TASK TO COMPLETE: Pick out each line below that has the word "seen" in it, and copy those lines.

EXERCISE INPUTS:
....

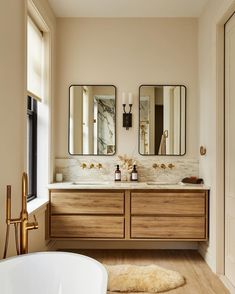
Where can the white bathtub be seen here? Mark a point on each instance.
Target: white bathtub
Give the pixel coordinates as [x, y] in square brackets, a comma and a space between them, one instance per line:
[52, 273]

....

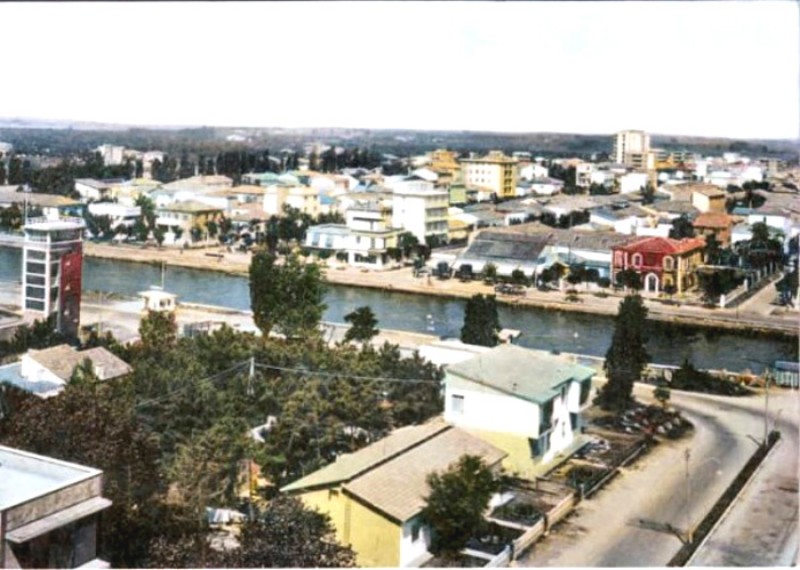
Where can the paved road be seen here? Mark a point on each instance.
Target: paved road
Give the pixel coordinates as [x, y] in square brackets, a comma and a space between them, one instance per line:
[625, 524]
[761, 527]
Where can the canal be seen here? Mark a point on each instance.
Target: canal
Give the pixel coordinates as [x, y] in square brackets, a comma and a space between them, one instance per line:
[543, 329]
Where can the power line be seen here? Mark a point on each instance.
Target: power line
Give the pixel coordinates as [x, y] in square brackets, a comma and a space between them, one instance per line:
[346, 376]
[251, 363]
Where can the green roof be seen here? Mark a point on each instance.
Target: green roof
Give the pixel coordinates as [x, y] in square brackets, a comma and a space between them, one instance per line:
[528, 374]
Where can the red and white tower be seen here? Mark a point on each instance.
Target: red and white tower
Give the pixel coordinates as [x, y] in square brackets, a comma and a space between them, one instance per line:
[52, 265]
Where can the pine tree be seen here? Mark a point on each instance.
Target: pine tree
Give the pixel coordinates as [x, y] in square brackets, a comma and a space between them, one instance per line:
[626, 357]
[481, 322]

....

TASK OUTPUT:
Where can the white bathtub be seen here? Mark a point on each instance.
Where can the paved road be seen here? Mark a point on each instance.
Where can the canal be seen here? Mark a point on each instance.
Where can the power line be seen here? Mark a point on each instance.
Where can the green roof be seen here? Mark a point on each instance.
Where can the red and white tower be seen here? Mark a point on each instance.
Where can the pine tree be seen here? Mark a point on each instance.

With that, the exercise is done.